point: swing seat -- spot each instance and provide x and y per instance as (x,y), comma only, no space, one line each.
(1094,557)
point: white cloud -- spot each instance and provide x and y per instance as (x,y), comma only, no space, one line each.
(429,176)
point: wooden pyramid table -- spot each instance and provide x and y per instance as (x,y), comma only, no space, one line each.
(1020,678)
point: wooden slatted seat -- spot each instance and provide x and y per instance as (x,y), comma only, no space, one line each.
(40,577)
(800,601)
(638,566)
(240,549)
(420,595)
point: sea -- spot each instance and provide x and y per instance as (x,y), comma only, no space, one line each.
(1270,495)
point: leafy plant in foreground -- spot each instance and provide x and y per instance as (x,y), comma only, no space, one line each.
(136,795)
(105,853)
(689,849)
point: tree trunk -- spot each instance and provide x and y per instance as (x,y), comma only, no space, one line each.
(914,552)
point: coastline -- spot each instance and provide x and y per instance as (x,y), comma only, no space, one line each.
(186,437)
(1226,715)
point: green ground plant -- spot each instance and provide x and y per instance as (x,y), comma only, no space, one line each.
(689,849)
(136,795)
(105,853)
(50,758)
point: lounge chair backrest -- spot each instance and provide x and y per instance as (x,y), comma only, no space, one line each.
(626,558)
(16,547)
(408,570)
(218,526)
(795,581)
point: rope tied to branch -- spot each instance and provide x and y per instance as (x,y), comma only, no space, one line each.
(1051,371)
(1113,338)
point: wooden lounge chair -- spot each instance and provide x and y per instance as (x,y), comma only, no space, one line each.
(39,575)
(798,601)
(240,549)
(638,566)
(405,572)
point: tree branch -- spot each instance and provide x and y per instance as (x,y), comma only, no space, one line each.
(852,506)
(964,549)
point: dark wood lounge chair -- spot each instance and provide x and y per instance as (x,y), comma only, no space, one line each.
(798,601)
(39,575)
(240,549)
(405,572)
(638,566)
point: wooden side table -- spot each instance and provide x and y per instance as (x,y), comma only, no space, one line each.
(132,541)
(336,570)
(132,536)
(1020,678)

• • •

Exercise goal:
Repeat all entries. Match them exactly.

The completed task:
point: swing seat -- spot each instance and provide x and y per instance as (x,y), comma only, no space, one line each.
(1094,557)
point: white cloud -- spot each instance and provide x and y per instance as (x,y), comma only, no space, one line each.
(429,176)
point: wooden pyramid table -- spot each instance and provide x and y per instance as (x,y), comma only, no space, one line each.
(1020,678)
point: wooden slatted seat -- spot each instance and provide x and y per instance as (x,y), comma only, no space, one line each.
(40,577)
(800,601)
(638,566)
(240,549)
(420,595)
point: sea -- spot each instance and provide x and y per instance as (x,y), comma only, no space, one line each.
(1270,495)
point: leafy plant in foreground -- spot each instance and provide x and y per instance as (x,y), comma only, no space, one line each.
(136,795)
(105,853)
(689,849)
point: tree trunk -- spot each instance and provide x and y per instance as (x,y), comma only, no space, one line each.
(914,552)
point: coastline -- spot each instance and provide x and y per instance as (x,y), comma only, no space, one line each.
(186,437)
(1226,715)
point: green ground plant -- spot each instance and provide x and y per instance as (x,y), comma only, no space, one line each.
(689,849)
(136,795)
(105,853)
(50,758)
point: lounge chair backrest -- spot each instance and provide x and y per instance as (x,y), comma only, no space, one line each.
(626,558)
(16,547)
(408,570)
(218,526)
(795,581)
point: rope tied to branch -- spot each instance and provide x and y per instance as (x,y), comma only, no space, one line each.
(1051,371)
(1113,338)
point: wooden lounge chair -- spot each instance and provide x and y per instance as (x,y), comma only, no space, one line each.
(39,575)
(798,601)
(240,549)
(638,566)
(405,572)
point: tree branch -- spot each instance and provide x and y per instance as (x,y), comma only, no space, one line each.
(852,506)
(964,549)
point: dark wood lounge chair -- spot each instance and provide x and y per instance as (x,y), comma only, no space, one line each.
(798,601)
(39,575)
(240,549)
(405,572)
(638,566)
point: wooden side table -- spot each instance and provide x and y per instance as (x,y), comma only, no space, one line each.
(132,541)
(336,570)
(132,536)
(1020,678)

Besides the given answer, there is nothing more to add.